• _Material provided_:
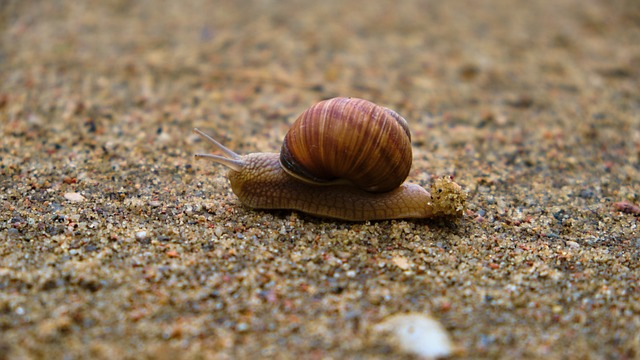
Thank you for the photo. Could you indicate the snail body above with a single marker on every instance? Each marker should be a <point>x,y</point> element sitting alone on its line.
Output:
<point>309,174</point>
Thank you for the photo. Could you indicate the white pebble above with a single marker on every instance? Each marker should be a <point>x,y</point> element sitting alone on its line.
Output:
<point>418,334</point>
<point>73,197</point>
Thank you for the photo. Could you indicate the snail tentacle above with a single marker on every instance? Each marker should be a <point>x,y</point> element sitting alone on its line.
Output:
<point>231,159</point>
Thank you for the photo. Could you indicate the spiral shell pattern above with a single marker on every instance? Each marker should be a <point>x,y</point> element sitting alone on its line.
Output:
<point>349,140</point>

• _Task description_:
Apply a filter for "snail" to the data above, then copy each line that matches.

• _Solution for this problem_:
Thank you for the photo. Could you indicate the snail body above with a single marker on every instance? Each marker should be a <point>x,y</point> element sitting alone on its line.
Thank you for the photo. Could you indicate the snail tentacle above with a single marker on every instance? Each marker should be a <point>x,y</point> element sitting alone on its line.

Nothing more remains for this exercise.